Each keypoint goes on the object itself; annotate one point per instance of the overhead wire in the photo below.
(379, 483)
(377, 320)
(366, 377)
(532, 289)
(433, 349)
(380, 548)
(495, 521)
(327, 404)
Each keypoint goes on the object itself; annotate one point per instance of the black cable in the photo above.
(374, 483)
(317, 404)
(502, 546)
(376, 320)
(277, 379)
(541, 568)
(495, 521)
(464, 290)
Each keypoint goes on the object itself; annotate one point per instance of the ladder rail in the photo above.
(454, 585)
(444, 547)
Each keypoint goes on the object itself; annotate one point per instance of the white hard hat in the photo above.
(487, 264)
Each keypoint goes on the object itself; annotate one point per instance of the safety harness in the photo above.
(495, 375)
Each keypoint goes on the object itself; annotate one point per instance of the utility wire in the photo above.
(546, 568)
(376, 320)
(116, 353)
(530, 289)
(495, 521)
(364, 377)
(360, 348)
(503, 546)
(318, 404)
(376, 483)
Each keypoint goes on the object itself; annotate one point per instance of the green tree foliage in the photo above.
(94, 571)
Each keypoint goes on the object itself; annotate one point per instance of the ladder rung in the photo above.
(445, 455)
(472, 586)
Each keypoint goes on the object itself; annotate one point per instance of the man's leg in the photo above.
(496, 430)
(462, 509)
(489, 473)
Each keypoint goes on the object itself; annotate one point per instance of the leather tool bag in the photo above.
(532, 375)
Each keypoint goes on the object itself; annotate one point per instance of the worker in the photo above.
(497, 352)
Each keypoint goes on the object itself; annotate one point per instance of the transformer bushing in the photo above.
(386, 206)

*WHAT IS REQUIRED:*
Please repeat all the records above exactly as they appear.

*ANSWER TO THIS TASK:*
Each keypoint goes on the object itself; annotate one point per instance of the overhead wire in the photo below.
(379, 483)
(377, 320)
(366, 377)
(532, 289)
(433, 349)
(380, 548)
(495, 521)
(327, 404)
Each keypoint goes on the object itself; annotate one point per instance of the black cable in the photo above.
(374, 483)
(317, 404)
(502, 546)
(376, 320)
(277, 379)
(541, 568)
(495, 521)
(464, 290)
Each keypoint goes on the object itself; annotate one point per instance of the ladder rail in the photo above.
(454, 585)
(444, 547)
Each keypoint goes on the object itself; annotate one point per instance of the white hard hat in the photo above.
(487, 264)
Each keypoint goes on the object itself; annotate one point per instance of the safety harness in the photo above.
(495, 375)
Each keypoint goes on the object itself; annotate one point per instance of the utility wire in the photo above.
(546, 568)
(376, 320)
(116, 353)
(530, 289)
(495, 521)
(364, 377)
(360, 348)
(503, 546)
(318, 404)
(376, 483)
Each keypoint goes on the object itself; annotate one point per instance of the green tree foliage in the photo above.
(94, 571)
Each keypoint goes on the object itself; annotate one point per instance of the ladder rung in the photo above.
(445, 455)
(472, 586)
Each keypoint goes on the object itself; annotate one point per instance of the man's leg in the photo above.
(496, 430)
(462, 509)
(489, 473)
Each keypoint goes on the object itself; annotate one point per instance of the leather tool bag in the photo above.
(532, 375)
Each keypoint goes on the object itself; annotate one point per instance of the worker in the photo above.
(497, 352)
Each keypoint goes on the object itself; annotate one point per instance of the transformer bushing in the photo above.
(386, 206)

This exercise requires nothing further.